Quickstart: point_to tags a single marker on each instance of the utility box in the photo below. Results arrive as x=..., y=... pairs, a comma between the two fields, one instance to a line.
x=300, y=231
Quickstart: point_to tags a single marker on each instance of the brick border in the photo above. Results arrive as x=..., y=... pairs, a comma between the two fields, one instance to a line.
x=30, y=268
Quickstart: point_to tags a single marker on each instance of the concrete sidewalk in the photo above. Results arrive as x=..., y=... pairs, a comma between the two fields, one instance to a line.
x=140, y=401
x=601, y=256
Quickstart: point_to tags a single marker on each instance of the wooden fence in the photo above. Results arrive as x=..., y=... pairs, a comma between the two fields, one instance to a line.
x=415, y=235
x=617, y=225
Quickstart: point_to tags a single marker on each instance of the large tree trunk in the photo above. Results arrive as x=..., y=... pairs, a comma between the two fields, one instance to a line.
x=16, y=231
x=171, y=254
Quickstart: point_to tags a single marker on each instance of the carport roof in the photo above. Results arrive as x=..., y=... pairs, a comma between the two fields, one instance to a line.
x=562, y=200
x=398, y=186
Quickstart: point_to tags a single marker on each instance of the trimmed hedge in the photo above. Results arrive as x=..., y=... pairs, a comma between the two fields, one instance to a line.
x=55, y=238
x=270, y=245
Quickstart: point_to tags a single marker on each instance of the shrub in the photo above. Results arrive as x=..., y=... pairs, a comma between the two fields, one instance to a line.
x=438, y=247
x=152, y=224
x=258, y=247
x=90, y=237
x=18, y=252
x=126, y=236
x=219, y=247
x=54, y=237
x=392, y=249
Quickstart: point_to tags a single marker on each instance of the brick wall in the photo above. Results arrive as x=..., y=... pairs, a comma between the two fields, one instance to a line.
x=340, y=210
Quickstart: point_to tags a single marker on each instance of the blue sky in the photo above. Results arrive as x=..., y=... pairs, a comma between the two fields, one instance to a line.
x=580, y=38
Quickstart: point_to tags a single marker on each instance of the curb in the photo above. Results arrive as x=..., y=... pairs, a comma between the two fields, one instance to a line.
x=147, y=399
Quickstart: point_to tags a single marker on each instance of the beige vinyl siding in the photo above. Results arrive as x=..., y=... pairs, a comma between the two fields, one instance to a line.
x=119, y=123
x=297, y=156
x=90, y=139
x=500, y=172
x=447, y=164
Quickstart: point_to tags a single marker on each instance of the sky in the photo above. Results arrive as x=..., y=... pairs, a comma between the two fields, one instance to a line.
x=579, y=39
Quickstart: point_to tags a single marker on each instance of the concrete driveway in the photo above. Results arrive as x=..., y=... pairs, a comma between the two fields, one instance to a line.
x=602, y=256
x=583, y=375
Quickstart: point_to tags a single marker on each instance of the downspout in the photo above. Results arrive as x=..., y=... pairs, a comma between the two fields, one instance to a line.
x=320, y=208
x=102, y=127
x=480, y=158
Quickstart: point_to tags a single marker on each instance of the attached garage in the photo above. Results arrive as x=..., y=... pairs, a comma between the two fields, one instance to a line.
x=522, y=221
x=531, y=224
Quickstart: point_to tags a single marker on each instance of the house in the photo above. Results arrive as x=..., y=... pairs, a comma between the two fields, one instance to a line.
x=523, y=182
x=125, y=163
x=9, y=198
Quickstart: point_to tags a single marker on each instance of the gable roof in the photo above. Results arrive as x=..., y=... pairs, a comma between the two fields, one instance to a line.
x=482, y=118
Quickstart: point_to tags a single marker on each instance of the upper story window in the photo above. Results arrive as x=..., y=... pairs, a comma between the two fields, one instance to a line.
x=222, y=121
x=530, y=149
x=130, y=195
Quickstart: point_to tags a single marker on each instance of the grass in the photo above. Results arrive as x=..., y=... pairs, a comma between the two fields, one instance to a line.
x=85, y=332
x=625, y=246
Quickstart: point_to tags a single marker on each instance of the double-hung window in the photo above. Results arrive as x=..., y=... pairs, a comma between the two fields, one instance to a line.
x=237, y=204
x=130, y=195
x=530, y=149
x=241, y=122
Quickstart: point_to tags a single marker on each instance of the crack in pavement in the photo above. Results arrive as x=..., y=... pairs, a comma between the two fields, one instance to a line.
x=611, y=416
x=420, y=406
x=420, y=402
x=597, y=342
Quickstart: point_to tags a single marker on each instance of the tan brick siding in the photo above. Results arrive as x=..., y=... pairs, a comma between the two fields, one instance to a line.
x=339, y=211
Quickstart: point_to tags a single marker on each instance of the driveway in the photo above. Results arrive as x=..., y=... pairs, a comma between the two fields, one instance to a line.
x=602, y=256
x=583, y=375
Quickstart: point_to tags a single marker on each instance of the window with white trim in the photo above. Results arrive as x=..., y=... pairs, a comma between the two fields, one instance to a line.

### EXERCISE
Reproduce all the entries above. Match them exactly.

### TASK SOLUTION
Quickstart: point_to tags a single marker on each instance of the utility box in the photo below. Results arrive as x=..., y=... pairs, a comma between the two fields, one instance to a line.
x=300, y=231
Quickstart: point_to tags a single marker on each instance of the brick border in the photo above. Results arrive as x=..., y=... pairs, a comma between the two fields, one instance to a line.
x=30, y=268
Quickstart: point_to tags a single marker on each instance of the concrete sidewalk in the photo above. Results arrive as x=..., y=... pairs, a comma between the two fields, one instance to a line.
x=140, y=401
x=601, y=256
Quickstart: point_to tags a single marker on each instance of the wooden fence in the photo above. Results arrive as x=..., y=... pairs, a comma between the two fields, one instance to a line.
x=415, y=235
x=617, y=225
Quickstart: point_to tags a single marker on each instance of the large tree trunk in the photo above. Results arrive as x=..., y=... pairs, a comma between the two fields, one instance to a line.
x=16, y=231
x=171, y=254
Quickstart: point_to tags a single marker on each instance of the carport roof in the photo above. Results arrive as x=..., y=... pairs, a comma between the two fields, one instance to a line.
x=562, y=200
x=398, y=186
Quickstart: point_to tags a single marker on each instance of the trimmed hedge in the photo above. Results arrive as x=..., y=... pairs, a comma between the two fields, one instance to a line.
x=55, y=238
x=270, y=245
Quickstart: point_to tags a single marker on each instance of the shrub in the photo above. Results arrive as x=..., y=... pairs, a comma between the two fields, one instance to a line.
x=438, y=247
x=152, y=224
x=258, y=247
x=90, y=237
x=18, y=252
x=126, y=236
x=219, y=247
x=54, y=237
x=392, y=249
Quickstart: point_to tags a single marker on each instance of the brick wall in the photo above. Results arrive as x=..., y=... pairs, a comma between the two fields, one instance to a line.
x=340, y=210
Quickstart: point_to tags a single marker on each instance of the blue sky in the photo above. Results arrive as x=..., y=... pairs, a comma between the two fields, one instance to a line.
x=580, y=38
Quickstart: point_to tags a single marker on each instance of the curb in the photo above. Results arrive as x=..., y=... pairs, a comma between the two fields, one instance to a line.
x=147, y=399
Quickstart: point_to tags a single marker on each instance of the beige vinyl siding in the photo above. Results arrive as x=..., y=... pairs, a comma between the two fields, one instance to a line.
x=119, y=123
x=297, y=156
x=90, y=139
x=500, y=172
x=447, y=164
Quickstart: point_to tags a single marker on each instance of the sky in the photo above. Results arrive as x=..., y=... pairs, a comma between the two fields, one instance to a line.
x=579, y=39
Quickstart: point_to tags a single marker on each instance of the concrete driveway in the photo above. Results arrive as x=..., y=... pairs, a comma between the two fields, one instance to a line.
x=602, y=256
x=583, y=375
Quickstart: point_to tags a single marker on each instance of the downspout in the photo above. Results arrive as x=..., y=... pairs, a comma between the two fields, one instance to a line.
x=320, y=208
x=102, y=127
x=480, y=158
Quickstart: point_to tags a single marker on each instance of the attached garage in the photo above. Results arrive as x=..., y=... pairs, a comma between the two fields, one instance to a line.
x=522, y=221
x=531, y=224
Quickstart: point_to tags a single marker on each instance of the house in the photo above. Results arrive as x=..., y=... pairs, a comma between the two fields, one instance to a line.
x=523, y=182
x=125, y=163
x=9, y=198
Quickstart: point_to tags a single marker on each instance of the gable roof in the photo above. Results arrive as x=..., y=... pairs, a comma between the two fields, one instance to a line.
x=482, y=118
Quickstart: point_to tags a single marker on each instance of the upper story window in the photo above. Results arrive as x=..., y=... pairs, a comma between the two fields, one instance to a line.
x=222, y=121
x=530, y=149
x=130, y=195
Quickstart: point_to tags a single marker on each instance of the grass in the photo above. Results arrive as x=..., y=... pairs, a comma between the two fields, one instance to a line.
x=85, y=332
x=625, y=246
Quickstart: point_to tags a single marker on each instance of the double-hung window in the photo above. Results arrive as x=..., y=... pairs, a comma between the two fields, one instance to a line.
x=237, y=204
x=130, y=195
x=530, y=149
x=241, y=122
Quickstart: point_to tags a single marker on each instance of the crack in pavement in the photo above. Results arrive as x=..., y=... pairs, a comma between the two fields, one instance to a line.
x=611, y=416
x=420, y=406
x=420, y=402
x=597, y=342
Quickstart: point_to tags a single marker on each instance of the tan brick siding in the photo above. Results arrive as x=..., y=... pairs, a comma between the two fields, one instance to a line.
x=339, y=211
Quickstart: point_to tags a single marker on each instance of the driveway in the photo above. Results arrive as x=..., y=... pairs, a comma between the two fields, one instance to a line.
x=602, y=256
x=583, y=375
Quickstart: point_to tags a single marker on each instance of the window with white trim in the photo above. Results arrive as x=..., y=... pairs, a comma between the two fields, one instance to a line.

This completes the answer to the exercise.